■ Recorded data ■
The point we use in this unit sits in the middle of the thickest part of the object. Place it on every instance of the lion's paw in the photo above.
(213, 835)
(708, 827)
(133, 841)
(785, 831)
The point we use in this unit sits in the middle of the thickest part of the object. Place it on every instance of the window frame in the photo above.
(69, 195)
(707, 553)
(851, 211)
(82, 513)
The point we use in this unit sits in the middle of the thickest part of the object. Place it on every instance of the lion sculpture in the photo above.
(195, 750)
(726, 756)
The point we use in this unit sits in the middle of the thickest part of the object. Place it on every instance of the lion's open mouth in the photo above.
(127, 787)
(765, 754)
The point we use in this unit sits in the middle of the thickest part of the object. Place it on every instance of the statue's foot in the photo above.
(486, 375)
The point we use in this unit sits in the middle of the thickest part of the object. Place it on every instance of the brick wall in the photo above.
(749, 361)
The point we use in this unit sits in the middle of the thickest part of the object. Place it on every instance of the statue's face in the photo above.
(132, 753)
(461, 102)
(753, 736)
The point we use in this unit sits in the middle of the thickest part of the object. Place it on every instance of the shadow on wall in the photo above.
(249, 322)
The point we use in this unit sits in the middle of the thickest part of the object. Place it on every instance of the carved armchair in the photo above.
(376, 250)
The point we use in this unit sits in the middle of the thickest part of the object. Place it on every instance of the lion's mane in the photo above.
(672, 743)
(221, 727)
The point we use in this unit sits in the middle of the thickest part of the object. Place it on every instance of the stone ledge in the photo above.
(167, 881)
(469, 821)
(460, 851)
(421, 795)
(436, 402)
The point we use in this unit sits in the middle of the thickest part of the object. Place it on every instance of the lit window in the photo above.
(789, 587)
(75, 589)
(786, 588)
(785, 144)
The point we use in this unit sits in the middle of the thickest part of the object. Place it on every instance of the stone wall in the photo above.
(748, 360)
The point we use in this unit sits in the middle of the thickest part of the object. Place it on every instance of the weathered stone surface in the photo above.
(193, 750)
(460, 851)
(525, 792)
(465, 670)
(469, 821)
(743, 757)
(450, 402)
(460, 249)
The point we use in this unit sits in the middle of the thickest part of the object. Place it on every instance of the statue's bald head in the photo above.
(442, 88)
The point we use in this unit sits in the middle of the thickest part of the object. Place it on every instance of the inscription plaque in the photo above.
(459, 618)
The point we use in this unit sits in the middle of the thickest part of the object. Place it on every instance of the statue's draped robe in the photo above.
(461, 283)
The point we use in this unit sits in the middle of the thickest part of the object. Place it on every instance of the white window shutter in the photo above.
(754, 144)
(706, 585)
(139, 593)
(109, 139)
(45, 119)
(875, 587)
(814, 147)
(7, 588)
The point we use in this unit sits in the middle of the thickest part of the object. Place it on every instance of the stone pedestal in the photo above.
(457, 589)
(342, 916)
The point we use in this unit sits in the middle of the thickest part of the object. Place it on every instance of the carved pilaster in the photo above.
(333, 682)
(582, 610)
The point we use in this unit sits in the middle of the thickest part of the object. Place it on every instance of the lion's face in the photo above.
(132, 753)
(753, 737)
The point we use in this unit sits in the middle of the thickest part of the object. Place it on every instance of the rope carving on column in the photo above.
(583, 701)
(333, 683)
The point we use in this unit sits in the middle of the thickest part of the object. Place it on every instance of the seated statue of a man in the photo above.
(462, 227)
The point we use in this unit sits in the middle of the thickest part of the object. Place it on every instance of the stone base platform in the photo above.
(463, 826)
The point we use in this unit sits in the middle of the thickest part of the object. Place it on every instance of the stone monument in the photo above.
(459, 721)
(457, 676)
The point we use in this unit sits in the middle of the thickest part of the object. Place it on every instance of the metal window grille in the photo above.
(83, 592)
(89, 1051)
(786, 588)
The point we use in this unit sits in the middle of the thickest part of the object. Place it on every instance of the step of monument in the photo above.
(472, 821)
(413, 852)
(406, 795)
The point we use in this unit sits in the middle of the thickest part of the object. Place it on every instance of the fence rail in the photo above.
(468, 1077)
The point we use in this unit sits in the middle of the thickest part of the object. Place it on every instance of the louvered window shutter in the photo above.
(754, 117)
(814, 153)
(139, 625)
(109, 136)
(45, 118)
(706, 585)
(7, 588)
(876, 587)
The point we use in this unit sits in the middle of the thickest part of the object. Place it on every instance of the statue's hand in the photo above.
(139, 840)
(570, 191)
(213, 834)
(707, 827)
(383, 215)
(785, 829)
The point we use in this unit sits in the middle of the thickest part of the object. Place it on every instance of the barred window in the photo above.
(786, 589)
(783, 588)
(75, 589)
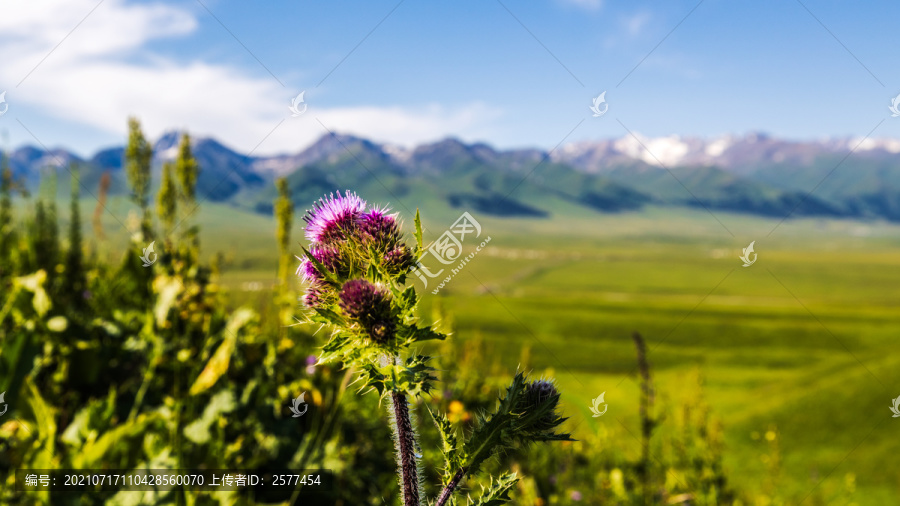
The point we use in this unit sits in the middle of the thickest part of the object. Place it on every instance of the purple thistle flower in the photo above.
(380, 227)
(537, 395)
(314, 295)
(332, 218)
(371, 306)
(328, 256)
(362, 300)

■ The task ■
Copy all records exactly, no images.

■ Answer to the problem ■
The point we use in this unit sits in the middle of the thickest part of the object. Place it on every instance of the lion's paw in the photo above.
(213, 835)
(708, 827)
(133, 841)
(785, 831)
The point we use in this unit sits in the middle of the thickest part of the object. Place it on every instance of the window frame in the photo above.
(69, 195)
(707, 553)
(851, 211)
(82, 513)
The point we use in this unit sits in the middle of the thickest part of the object. Place it on every instance of the lion sculpture in the photo above.
(195, 750)
(726, 756)
The point we use in this unit sits in the middle of the thickest part of the object. Place it on every instance of the lion's open mouth in the photo above.
(127, 787)
(765, 754)
The point we use in this unit sits in the middle of the thickest part of the object. Place it on every instance of the statue's foot in the photo above.
(486, 375)
The point we use in this unit sits in the middle of the thickest part of the object. Place it on every instance of the brick wall in the photo above.
(749, 361)
The point we use in this unit sits in the middle of the thickest part of the object. Place it on every instance of the statue's face in the photo above.
(132, 753)
(461, 102)
(753, 736)
The point we use in this unit sits in the middle of the thickest part of the object. Place it on every instance of the shadow on wall in the photo above.
(249, 322)
The point we use in this unit sits in the middle of the thickest part of the object. Place it on every instance of the carved armchair in the photo above.
(376, 250)
The point we use in this unit sits in the middle of the thickest part of the object. Place it on every instance of the lion's mane in the photo above.
(672, 743)
(221, 727)
The point we use in this unit sits in the middle of the thickest part of the object. Place it on every instance of the stone ledge in the photo above.
(167, 881)
(469, 821)
(460, 851)
(421, 795)
(436, 402)
The point we use in this unit sits in the middle of the thickest part of the object. Place it on every instance of the lit window in the photo above.
(789, 587)
(75, 589)
(786, 588)
(785, 144)
The point we use in this unit sits in the middle of the thickest part of the object. Place it on every instance of the stone wall in the photo above.
(748, 360)
The point we use in this unit sits in the middle of the thickest part of the object. Place it on every instance of the weathered stone surface in the photo above.
(193, 750)
(460, 851)
(525, 792)
(465, 670)
(469, 821)
(743, 757)
(450, 402)
(460, 249)
The point we use in this unit sits in the middle of the thickest part of the object. Place it on every instance of the statue's bald head in the photo above.
(442, 88)
The point we use in this unit sits in the middle of the thickest part of the object. Place it on every instance of the inscription plaque in the photo above.
(459, 618)
The point we use in this unit sits in the middle of the thickest part of the object. Place it on every instance of the statue's draped robe in the photo above.
(461, 283)
The point we use in this unit sits in the middle of the thickest part of the object. Place it on every instance of the white window shutter in the photo above.
(754, 144)
(706, 585)
(139, 593)
(109, 139)
(45, 119)
(875, 587)
(814, 147)
(7, 588)
The point we use in this unit sits in the middle of the thickest part of the object. Place it on every instance of the stone pedestal in the photo above.
(457, 589)
(342, 916)
The point we use in this unit sits in the middle of the thickest part of the object. Place it on every instance of the carved pilaster in the photo above.
(333, 682)
(582, 610)
The point we use in this unit sits in the middle of the thickest part of the object. Place it on every instance of the lion's face in the photo above.
(132, 753)
(753, 737)
The point we use in this unit sits in the middle of the thickest part of the object. Place it on every instance of the rope carving on column in the photo above.
(583, 701)
(333, 683)
The point we use in this unit sits in the middle of the thickest part of the object. Place it on every instance of the seated statue of a man in the photo above.
(462, 227)
The point we use in this unit sits in the middle of the thickest part of the object. Place it on every instance of the stone base platform in the photo above.
(463, 826)
The point we use in this unit sits in the middle of the thickest part of the object. Place it on every instance of the stone monument in the photo above.
(459, 721)
(457, 676)
The point we use in this unit sits in the middle of the thickest part of the object. Place it on every instance of the metal window grille in the photo above.
(83, 592)
(89, 1051)
(786, 588)
The point we use in this unit sits in the middle of the thickest part of the object. Place it on every instance of the step of monument in the photo above.
(472, 821)
(413, 852)
(406, 795)
The point we use in this unit sits in the middle of the thickest part of the object. Place it on every instance of the fence rail in the photo above.
(468, 1077)
The point we use in this unit sits in the middle of the thickest part of the object. Place it on every instance of the louvered window shutter in the photo above.
(754, 117)
(814, 153)
(139, 625)
(109, 136)
(45, 118)
(706, 585)
(7, 588)
(876, 587)
The point we use in this unit sits in the middle of the thickest part of the object. Place it on every instance of the statue's hand in the photo above.
(139, 840)
(570, 191)
(213, 834)
(707, 827)
(383, 215)
(785, 829)
The point we use in this unit sits in the middle of the thickest part of the object. Place it on every instance of the barred window in the photo above.
(786, 589)
(783, 588)
(75, 589)
The point we use in this unit sits in the middle of the thickest part of the object. Place it on every instance of the purple thistle flower in the photo above.
(380, 227)
(537, 395)
(314, 295)
(332, 218)
(371, 306)
(328, 256)
(362, 300)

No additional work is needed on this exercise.